In this column, we review the state-of-the-art in solid state drives (SSDs) and propose a methodology for the verification and validation of the SSD controller.
Note: This is the third in a series of articles on digital data storage. In Part 1, Digital Data Storage is Undergoing Mind-Boggling Growth, we considered the evolution of digital data.
In Part 2, Data Storage: The Hard Disk Drive, Ben Whitehead, Mentor Graphics' storage product specialist, covered the hard disk drive (HDD), discussing its technology and the verification challenges that pave the way for testing its design. Now, in Part 3, I review the state-of-the-art in solid state drives (SSDs) and propose a methodology for the verification and validation of the SSD controller, which is the most critical part of an SSD drive design.
An SSD stores data on semiconductor fabric. Currently, the most popular technology for SSDs is NAND Flash, a non-volatile memory (NVM) component. Based on a single transistor per bit of data, NAND comes in a few variations as follows:
- The single layer cell (SLC)
- The multi-level cell (MLC)
- The triple-level cell (TLC)
NAND Flash can include more than three levels, but with additional levels the data access slows and reliability is compromised.
========================
** PROBLEMS AND TASKS **
1) Return the passage of the SSD article from "An SSD stores" to "triple-level cell (TLC)", word for word.
2) Translate this sentence from the SSD article into French: "NAND Flash can include more than three levels, but with additional levels the data access slows and reliability is compromised."

Part of a data file:
========================
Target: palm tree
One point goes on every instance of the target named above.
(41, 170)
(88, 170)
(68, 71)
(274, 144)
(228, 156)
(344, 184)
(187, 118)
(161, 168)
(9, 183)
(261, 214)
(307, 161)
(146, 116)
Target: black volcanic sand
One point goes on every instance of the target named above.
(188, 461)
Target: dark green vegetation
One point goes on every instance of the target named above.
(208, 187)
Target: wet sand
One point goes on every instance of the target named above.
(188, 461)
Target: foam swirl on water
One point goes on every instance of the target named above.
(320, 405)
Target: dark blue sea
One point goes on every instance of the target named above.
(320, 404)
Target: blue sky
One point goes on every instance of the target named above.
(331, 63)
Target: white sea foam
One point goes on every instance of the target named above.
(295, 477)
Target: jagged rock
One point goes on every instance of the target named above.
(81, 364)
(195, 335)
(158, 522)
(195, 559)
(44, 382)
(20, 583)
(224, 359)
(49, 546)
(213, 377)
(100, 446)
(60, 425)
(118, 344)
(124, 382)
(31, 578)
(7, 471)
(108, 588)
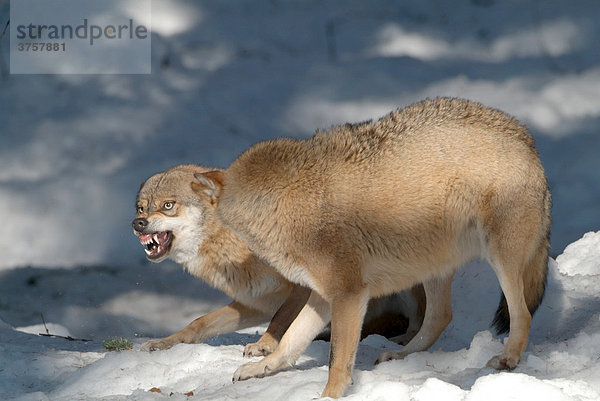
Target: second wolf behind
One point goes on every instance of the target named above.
(177, 222)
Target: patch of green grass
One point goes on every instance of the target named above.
(117, 344)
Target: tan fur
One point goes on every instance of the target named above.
(221, 258)
(364, 210)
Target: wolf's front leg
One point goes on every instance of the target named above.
(280, 323)
(313, 317)
(234, 316)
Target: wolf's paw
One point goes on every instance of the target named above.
(260, 348)
(251, 369)
(388, 356)
(503, 362)
(157, 345)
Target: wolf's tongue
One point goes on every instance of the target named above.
(145, 238)
(162, 237)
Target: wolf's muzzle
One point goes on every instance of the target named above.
(139, 224)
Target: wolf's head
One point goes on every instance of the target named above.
(171, 216)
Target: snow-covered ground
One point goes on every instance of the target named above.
(562, 361)
(74, 150)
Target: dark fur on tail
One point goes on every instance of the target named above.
(534, 283)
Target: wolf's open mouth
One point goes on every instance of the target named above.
(157, 244)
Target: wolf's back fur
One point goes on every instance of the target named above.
(363, 210)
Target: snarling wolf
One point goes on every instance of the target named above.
(176, 220)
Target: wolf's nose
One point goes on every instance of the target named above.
(139, 224)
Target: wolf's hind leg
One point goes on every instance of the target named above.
(438, 313)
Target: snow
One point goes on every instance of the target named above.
(225, 75)
(562, 361)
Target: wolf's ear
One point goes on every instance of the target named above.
(209, 183)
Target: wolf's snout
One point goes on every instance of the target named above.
(139, 224)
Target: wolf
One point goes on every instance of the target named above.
(363, 210)
(173, 220)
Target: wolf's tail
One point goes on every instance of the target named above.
(534, 286)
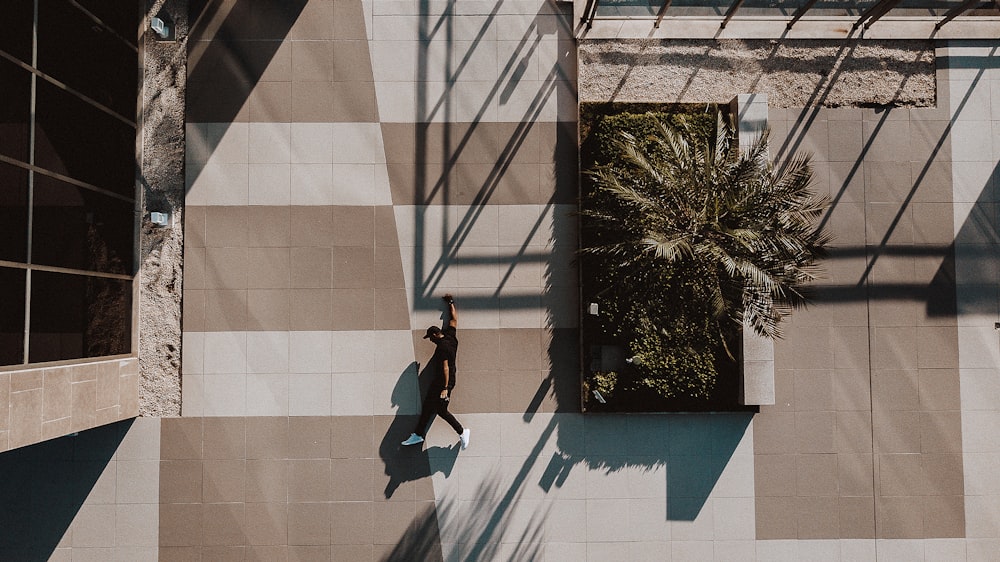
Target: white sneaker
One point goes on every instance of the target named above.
========================
** EXERCISE SOLUTIONS **
1)
An SSD stores data on semiconductor fabric. Currently, the most popular technology for SSDs is NAND Flash, a non-volatile memory (NVM) component. Based on a single transistor per bit of data, NAND comes in a few variations as follows:
- The single layer cell (SLC)
- The multi-level cell (MLC)
- The triple-level cell (TLC)

2) La mémoire NAND Flash peut comporter plus de trois niveaux, mais avec des niveaux supplémentaires, l'accès aux données ralentit et la fiabilité est compromise.